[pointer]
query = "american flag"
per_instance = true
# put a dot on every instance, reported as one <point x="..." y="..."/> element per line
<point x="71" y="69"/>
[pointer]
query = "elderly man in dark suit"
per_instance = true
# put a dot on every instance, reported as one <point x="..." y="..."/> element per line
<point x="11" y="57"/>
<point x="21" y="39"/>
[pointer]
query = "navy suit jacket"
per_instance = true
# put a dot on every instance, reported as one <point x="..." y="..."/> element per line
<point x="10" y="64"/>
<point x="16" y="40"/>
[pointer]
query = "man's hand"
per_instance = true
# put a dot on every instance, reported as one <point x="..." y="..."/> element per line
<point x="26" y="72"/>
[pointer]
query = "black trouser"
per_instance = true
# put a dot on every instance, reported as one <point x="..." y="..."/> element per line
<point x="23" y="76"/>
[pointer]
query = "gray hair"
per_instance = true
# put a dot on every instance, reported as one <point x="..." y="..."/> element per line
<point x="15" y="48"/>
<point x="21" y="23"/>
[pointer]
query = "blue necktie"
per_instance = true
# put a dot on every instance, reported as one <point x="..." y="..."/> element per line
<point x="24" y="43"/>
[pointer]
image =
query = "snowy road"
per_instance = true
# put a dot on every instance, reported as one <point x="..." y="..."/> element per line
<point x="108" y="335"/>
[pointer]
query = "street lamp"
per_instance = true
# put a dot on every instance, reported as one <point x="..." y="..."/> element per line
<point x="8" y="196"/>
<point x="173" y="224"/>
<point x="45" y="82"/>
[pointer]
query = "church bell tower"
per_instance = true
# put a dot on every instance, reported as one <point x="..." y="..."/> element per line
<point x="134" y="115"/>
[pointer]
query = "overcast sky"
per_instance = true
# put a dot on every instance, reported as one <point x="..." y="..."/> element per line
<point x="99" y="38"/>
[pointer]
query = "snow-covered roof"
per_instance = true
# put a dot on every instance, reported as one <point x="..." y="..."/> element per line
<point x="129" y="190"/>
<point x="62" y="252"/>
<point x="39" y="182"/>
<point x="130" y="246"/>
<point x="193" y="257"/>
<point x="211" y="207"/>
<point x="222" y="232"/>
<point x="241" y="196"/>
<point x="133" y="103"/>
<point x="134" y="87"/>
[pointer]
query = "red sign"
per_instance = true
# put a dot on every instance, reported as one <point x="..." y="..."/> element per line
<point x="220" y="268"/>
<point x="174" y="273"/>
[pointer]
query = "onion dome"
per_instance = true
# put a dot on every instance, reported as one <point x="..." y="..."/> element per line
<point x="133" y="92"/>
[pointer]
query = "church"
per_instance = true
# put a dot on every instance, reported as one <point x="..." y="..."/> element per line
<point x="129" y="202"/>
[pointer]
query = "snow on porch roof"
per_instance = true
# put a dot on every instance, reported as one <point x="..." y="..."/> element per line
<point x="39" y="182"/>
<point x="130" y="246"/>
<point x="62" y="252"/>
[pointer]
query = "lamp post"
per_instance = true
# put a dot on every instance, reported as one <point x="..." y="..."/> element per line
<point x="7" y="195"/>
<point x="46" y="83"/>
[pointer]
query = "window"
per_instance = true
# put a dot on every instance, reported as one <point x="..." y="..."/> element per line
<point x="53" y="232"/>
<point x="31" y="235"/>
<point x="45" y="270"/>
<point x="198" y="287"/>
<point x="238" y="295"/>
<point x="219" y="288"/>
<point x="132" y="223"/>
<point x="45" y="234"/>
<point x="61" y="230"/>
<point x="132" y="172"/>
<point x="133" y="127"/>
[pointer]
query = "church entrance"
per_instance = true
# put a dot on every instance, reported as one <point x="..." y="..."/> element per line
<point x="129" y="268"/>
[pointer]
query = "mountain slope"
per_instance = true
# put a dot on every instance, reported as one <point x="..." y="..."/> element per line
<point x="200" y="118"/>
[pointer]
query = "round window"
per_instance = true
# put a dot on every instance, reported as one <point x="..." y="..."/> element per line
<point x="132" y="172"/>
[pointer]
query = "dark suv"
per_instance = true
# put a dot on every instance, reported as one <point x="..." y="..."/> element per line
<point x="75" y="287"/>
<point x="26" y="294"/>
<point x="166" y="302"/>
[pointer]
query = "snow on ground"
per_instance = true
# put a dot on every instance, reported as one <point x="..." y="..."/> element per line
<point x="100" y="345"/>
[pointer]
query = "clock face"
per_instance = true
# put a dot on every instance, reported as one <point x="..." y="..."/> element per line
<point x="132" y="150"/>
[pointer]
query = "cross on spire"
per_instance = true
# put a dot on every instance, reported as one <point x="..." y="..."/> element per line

..........

* WHAT TO DO *
Transcribe each entry verbatim, leaving none out.

* WRITTEN RESPONSE *
[pointer]
query = "american flag"
per_instance = true
# put a dot on every instance, reported as one <point x="..." y="..."/> element per line
<point x="71" y="69"/>
[pointer]
query = "elderly man in dark suit"
per_instance = true
# put a dot on every instance, reported as one <point x="..." y="..."/> element per line
<point x="11" y="57"/>
<point x="21" y="39"/>
[pointer]
query = "navy suit jacket"
per_instance = true
# put a dot on every instance, reported as one <point x="..." y="..."/> element per line
<point x="10" y="64"/>
<point x="16" y="40"/>
[pointer]
query = "man's hand"
per_instance = true
# put a dot on every instance, reported as one <point x="..." y="..."/> element per line
<point x="26" y="72"/>
[pointer]
query = "black trouser"
per_instance = true
# put a dot on every instance, reported as one <point x="..." y="..."/> element per line
<point x="23" y="76"/>
[pointer]
query = "gray hair"
per_instance = true
# put a dot on every instance, reported as one <point x="..." y="..."/> element per line
<point x="15" y="48"/>
<point x="21" y="23"/>
[pointer]
query = "blue necktie"
per_instance = true
# put a dot on every instance, reported as one <point x="..." y="..."/> element per line
<point x="24" y="43"/>
[pointer]
image =
query = "snowy road"
per_instance = true
# put a dot on every instance, reported as one <point x="..." y="..."/> element per line
<point x="108" y="335"/>
[pointer]
query = "street lamp"
per_instance = true
# put a dot on every instance, reported as one <point x="..." y="..."/> element per line
<point x="8" y="196"/>
<point x="173" y="224"/>
<point x="45" y="82"/>
[pointer]
query = "church bell tower"
per_instance = true
# put a dot on every instance, reported as one <point x="..." y="..."/> element per line
<point x="134" y="115"/>
[pointer]
query = "overcast sky"
per_instance = true
# put a dot on every instance, reported as one <point x="..." y="..."/> element per line
<point x="99" y="38"/>
[pointer]
query = "snow-covered roof"
per_instance = true
# put a dot on every instance, reported as one <point x="..." y="..."/> element per line
<point x="129" y="190"/>
<point x="62" y="252"/>
<point x="39" y="182"/>
<point x="130" y="246"/>
<point x="193" y="257"/>
<point x="211" y="207"/>
<point x="222" y="232"/>
<point x="241" y="196"/>
<point x="133" y="103"/>
<point x="134" y="87"/>
[pointer]
query = "red sign"
per_instance = true
# put a dot on every instance, reported as one <point x="..." y="..."/> element per line
<point x="220" y="268"/>
<point x="174" y="273"/>
[pointer]
query = "onion dome"
per_instance = true
# put a dot on every instance, reported as one <point x="..." y="..."/> element per line
<point x="133" y="92"/>
[pointer]
query = "church"
per_instance = true
# put a dot on every instance, reported as one <point x="..." y="..."/> element per line
<point x="129" y="202"/>
[pointer]
query = "snow on porch roof"
per_instance = true
# put a dot on every instance, reported as one <point x="..." y="..."/> element per line
<point x="39" y="182"/>
<point x="130" y="246"/>
<point x="62" y="252"/>
[pointer]
query = "lamp post"
per_instance = true
# put a dot on every instance, reported as one <point x="..." y="..."/> element per line
<point x="7" y="195"/>
<point x="46" y="83"/>
[pointer]
query = "window"
per_instance = true
# put a dot on every instance, reported as one <point x="..." y="..."/> element per line
<point x="53" y="232"/>
<point x="31" y="235"/>
<point x="45" y="270"/>
<point x="198" y="287"/>
<point x="238" y="295"/>
<point x="219" y="288"/>
<point x="132" y="223"/>
<point x="45" y="234"/>
<point x="61" y="230"/>
<point x="132" y="172"/>
<point x="133" y="127"/>
[pointer]
query = "church entrance"
per_instance = true
# put a dot on every instance, reported as one <point x="..." y="..."/> element per line
<point x="129" y="268"/>
[pointer]
query = "mountain slope"
per_instance = true
# put a dot on every instance, reported as one <point x="..." y="..."/> element per line
<point x="200" y="118"/>
[pointer]
query = "round window"
per_instance = true
# put a dot on every instance, reported as one <point x="..." y="..."/> element per line
<point x="132" y="172"/>
[pointer]
query = "dark suv"
per_instance = true
# put a dot on every instance, reported as one <point x="..." y="..."/> element per line
<point x="75" y="287"/>
<point x="26" y="294"/>
<point x="166" y="302"/>
[pointer]
query = "snow on ground"
per_instance = true
# put a dot on every instance, reported as one <point x="..." y="..."/> element per line
<point x="100" y="345"/>
[pointer]
query = "clock face"
per_instance = true
# put a dot on every instance, reported as one <point x="..." y="..."/> element per line
<point x="132" y="150"/>
[pointer]
query = "cross on spire"
per_instance = true
# put a dot on every instance, reported as one <point x="..." y="..."/> element per line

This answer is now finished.